题意:
实际上就是求\(\sum^{a[1]}_{i=0}\frac{1}{a[1]}\sum^{a[2]}_{j=i}\frac{1}{a[2]}\sum^{a[3]}_{k=j}\frac{1}{a[3]}\cdots(a[1]<=a[2]<=a[3]\cdots)\)
解题思路:
题目给我们的a[i]并不保证是非递减的,比如一个1 4 2的序列,所以实际上的积分是\(\frac{1}{1*4*2}\sum^{1}_{i=0}\sum^{2}_{j=i}\sum^{2}_{k=j}\)
那么我们假设处理好的每个积分上限为\(b[i]\)
以三项为例
那么把系数往前提就有
\(\frac{1}{\prod^{n}_{i=1}a[i]}\sum^{b[1]}_{i=0}\sum^{b[2]}_{j=i}\sum^{b[3]}_{k=j}\)
我们从最后一个积分往前积,一开始要维护的多项式只有一个1,\(1dk=k\),已知上下限做定积分就有
\(\frac{1}{\prod^{n}_{i=1}a[i]}\sum^{b[1]}_{i=0}\sum^{b[2]}_{j=i}(b[3]-j)\)
同理\((b[3]-j)dj=b[3]j-\frac{j^2}{2}\)
\(\frac{1}{\prod^{n}_{i=1}a[i]}\sum^{b[1]}_{i=0}b[3]i-\frac{i^2}{2}\)
这就差不多了,为了避免浮点数,我分别维护了多项式的分子和分母,显然多项式每次只要乘以阶乘所有系数就能变成整数,只要分子分母同乘以阶乘即可,但是阶乘在预处理的过程中模过,导致直接除的时候不一定被整除,所以乘以阶乘的逆元就差不多了
#include <bits/stdc++.h>
using namespace std;
/* freopen("k.in", "r", stdin);
freopen("k.out", "w", stdout); */
// clock_t c1 = clock();
// std::cerr << "Time:" << clock() - c1 <<"ms" << std::endl;
//#pragma comment(linker, "/STACK:1024000000,1024000000")
#define de(a) cout << #a << " = " << a << endl
#define rep(i, a, n) for (int i = a; i <= n; i++)
#define per(i, a, n) for (int i = n; i >= a; i--)
#define ls ((x) << 1)
#define rs ((x) << 1 | 1)
typedef long long ll;
typedef unsigned long long ull;
typedef pair<int, int> PII;
typedef pair<double, double> PDD;
typedef pair<ll, ll> PLL;
typedef vector<int, int> VII;
#define inf 0x3f3f3f3f
const ll INF = 0x3f3f3f3f3f3f3f3f;
const ll MAXN = 1e5 + 7;
const ll MAXM = 2e6 + 7;
const ll MOD = 1e9 + 7;
const double eps = 1e-6;
const double pi = acos(-1.0);
ll quick_pow(ll a, ll b)

■ ■ ■ ■ ■

▶ _练习要求_
请照抄上文题解中从“这就差不多了,为了避免浮点数”开始、到“rs ((x) << 1 | 1)”为止(含这一处)的内容,一字不改。

■ ■ ■ ■ ■

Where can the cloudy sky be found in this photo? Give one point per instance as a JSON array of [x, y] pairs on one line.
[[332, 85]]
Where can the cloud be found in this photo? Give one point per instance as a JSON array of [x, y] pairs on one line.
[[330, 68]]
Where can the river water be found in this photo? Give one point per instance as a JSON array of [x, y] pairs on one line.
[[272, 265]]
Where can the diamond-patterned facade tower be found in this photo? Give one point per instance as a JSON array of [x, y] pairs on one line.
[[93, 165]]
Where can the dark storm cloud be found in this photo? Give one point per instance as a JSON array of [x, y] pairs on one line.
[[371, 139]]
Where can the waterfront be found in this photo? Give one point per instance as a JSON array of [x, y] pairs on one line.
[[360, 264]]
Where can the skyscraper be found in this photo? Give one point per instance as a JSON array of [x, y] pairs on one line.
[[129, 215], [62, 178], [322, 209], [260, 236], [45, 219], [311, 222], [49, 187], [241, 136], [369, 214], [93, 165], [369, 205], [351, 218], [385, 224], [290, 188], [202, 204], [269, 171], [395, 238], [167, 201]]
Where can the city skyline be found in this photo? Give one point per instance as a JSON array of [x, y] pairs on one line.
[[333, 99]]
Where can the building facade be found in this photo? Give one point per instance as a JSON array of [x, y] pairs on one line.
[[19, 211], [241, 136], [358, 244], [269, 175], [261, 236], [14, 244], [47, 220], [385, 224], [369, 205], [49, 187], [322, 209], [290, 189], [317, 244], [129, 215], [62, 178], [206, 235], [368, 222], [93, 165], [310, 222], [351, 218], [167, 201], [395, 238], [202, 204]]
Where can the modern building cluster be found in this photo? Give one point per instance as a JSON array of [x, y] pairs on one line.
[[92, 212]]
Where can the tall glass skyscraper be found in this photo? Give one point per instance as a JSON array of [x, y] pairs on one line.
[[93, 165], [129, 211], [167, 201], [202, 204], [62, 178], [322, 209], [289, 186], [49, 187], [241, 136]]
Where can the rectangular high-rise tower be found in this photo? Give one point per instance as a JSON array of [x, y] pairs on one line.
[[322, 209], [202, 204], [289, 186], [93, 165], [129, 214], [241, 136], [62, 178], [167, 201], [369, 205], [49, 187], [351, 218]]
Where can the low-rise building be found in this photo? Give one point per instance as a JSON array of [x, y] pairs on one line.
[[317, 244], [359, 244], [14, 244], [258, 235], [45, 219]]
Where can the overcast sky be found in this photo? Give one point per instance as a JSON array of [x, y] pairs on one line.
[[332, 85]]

■ ■ ■ ■ ■

▶ _参考答案_
这就差不多了,为了避免浮点数,我分别维护了多项式的分子和分母,显然多项式每次只要乘以阶乘所有系数就能变成整数,只要分子分母同乘以阶乘即可,但是阶乘在预处理的过程中模过,导致直接除的时候不一定被整除,所以乘以阶乘的逆元就差不多了
#include <bits/stdc++.h>
using namespace std;
/* freopen("k.in", "r", stdin);
freopen("k.out", "w", stdout); */
// clock_t c1 = clock();
// std::cerr << "Time:" << clock() - c1 <<"ms" << std::endl;
//#pragma comment(linker, "/STACK:1024000000,1024000000")
#define de(a) cout << #a << " = " << a << endl
#define rep(i, a, n) for (int i = a; i <= n; i++)
#define per(i, a, n) for (int i = n; i >= a; i--)
#define ls ((x) << 1)
#define rs ((x) << 1 | 1)